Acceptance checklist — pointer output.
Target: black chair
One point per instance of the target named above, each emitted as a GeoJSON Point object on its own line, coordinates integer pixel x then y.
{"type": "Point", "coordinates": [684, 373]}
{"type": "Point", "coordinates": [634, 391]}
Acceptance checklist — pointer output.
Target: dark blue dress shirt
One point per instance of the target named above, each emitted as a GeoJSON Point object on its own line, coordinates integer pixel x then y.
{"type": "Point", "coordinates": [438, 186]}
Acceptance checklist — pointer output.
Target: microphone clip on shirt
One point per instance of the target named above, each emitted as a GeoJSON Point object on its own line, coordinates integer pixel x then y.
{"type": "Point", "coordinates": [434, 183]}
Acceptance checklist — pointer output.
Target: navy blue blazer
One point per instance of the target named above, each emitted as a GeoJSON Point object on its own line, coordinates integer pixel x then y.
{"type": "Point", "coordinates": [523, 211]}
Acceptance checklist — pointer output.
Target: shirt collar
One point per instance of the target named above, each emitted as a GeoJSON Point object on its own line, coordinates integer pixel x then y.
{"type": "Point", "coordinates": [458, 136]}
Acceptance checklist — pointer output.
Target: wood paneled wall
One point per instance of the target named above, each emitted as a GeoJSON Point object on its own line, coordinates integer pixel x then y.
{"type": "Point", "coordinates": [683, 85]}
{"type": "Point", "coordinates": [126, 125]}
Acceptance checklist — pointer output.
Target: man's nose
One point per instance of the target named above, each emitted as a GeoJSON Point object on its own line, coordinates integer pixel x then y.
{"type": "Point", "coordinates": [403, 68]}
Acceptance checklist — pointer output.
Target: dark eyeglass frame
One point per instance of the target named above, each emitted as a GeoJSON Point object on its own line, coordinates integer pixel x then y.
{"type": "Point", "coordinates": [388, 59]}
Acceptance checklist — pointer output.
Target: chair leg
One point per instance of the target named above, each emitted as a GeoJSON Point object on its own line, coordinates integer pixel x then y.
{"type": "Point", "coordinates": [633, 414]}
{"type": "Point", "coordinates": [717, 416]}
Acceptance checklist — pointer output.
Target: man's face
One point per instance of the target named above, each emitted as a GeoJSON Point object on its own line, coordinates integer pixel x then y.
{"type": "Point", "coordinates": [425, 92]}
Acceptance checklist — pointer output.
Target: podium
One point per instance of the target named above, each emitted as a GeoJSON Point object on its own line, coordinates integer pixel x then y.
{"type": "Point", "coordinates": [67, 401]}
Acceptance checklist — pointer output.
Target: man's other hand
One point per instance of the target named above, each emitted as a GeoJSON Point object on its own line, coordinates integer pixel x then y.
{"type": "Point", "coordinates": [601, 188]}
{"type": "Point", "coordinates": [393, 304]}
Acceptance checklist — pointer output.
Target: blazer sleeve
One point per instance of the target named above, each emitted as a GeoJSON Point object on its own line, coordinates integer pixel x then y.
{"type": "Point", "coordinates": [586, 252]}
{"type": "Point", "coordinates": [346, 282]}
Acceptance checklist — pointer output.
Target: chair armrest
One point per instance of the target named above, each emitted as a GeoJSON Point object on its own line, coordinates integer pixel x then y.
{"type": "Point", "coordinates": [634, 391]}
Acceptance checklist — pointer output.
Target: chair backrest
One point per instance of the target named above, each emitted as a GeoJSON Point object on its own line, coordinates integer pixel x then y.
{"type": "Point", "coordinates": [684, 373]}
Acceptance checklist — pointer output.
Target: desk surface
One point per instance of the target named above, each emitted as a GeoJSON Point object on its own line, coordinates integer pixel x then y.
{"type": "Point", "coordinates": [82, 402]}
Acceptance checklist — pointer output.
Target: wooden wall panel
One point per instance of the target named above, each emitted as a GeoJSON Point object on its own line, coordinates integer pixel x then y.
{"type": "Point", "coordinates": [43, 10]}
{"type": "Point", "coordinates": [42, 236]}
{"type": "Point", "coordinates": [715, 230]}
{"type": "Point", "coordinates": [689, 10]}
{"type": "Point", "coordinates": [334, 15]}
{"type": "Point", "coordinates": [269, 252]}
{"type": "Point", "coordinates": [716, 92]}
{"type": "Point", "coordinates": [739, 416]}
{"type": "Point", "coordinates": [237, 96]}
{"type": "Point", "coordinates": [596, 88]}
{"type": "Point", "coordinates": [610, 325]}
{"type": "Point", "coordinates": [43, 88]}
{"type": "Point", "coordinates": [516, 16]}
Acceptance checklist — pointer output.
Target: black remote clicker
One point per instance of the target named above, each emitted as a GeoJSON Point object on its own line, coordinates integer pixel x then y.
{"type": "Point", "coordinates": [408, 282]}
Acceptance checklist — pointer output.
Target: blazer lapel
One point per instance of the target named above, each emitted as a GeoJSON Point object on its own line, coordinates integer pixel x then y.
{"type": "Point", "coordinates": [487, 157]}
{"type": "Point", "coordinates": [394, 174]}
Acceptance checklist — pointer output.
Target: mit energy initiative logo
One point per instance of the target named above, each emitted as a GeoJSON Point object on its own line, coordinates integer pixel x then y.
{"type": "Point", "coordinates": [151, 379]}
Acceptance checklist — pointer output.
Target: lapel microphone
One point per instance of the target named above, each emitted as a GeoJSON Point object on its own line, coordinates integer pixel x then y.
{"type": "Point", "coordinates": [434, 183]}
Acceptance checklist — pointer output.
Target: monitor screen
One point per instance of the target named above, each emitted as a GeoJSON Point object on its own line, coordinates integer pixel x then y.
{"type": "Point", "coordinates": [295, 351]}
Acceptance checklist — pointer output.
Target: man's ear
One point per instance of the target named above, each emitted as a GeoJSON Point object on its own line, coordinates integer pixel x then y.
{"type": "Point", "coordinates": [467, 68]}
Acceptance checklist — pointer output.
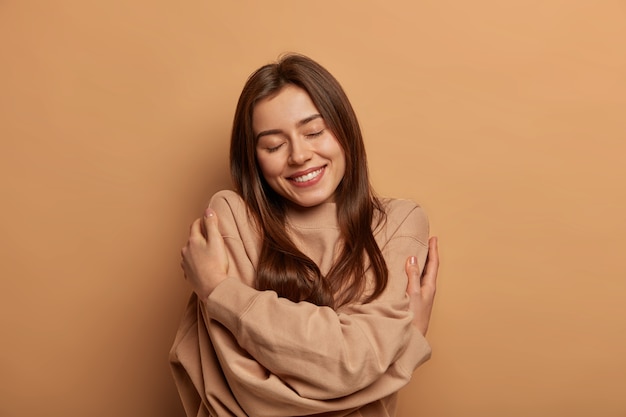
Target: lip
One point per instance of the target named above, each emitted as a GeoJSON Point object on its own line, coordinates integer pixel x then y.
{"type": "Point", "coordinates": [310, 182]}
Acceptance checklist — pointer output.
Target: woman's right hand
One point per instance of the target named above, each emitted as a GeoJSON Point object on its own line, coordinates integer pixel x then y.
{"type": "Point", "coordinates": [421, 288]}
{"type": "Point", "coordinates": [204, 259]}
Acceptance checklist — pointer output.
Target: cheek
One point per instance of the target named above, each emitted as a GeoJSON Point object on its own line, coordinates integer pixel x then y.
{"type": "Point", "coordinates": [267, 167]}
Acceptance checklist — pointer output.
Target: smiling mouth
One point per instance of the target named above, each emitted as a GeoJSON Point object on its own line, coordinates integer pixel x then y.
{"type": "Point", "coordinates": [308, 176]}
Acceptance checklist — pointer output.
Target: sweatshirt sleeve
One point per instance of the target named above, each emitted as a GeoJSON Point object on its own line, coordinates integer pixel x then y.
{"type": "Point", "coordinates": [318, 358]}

--------------------------------

__WORK REQUIRED__
Gather every line of the listing above that contains the word "black", and reproduce each such line in full.

__RESPONSE TO THIS EXERCISE__
Target: black chair
Target: black remote clicker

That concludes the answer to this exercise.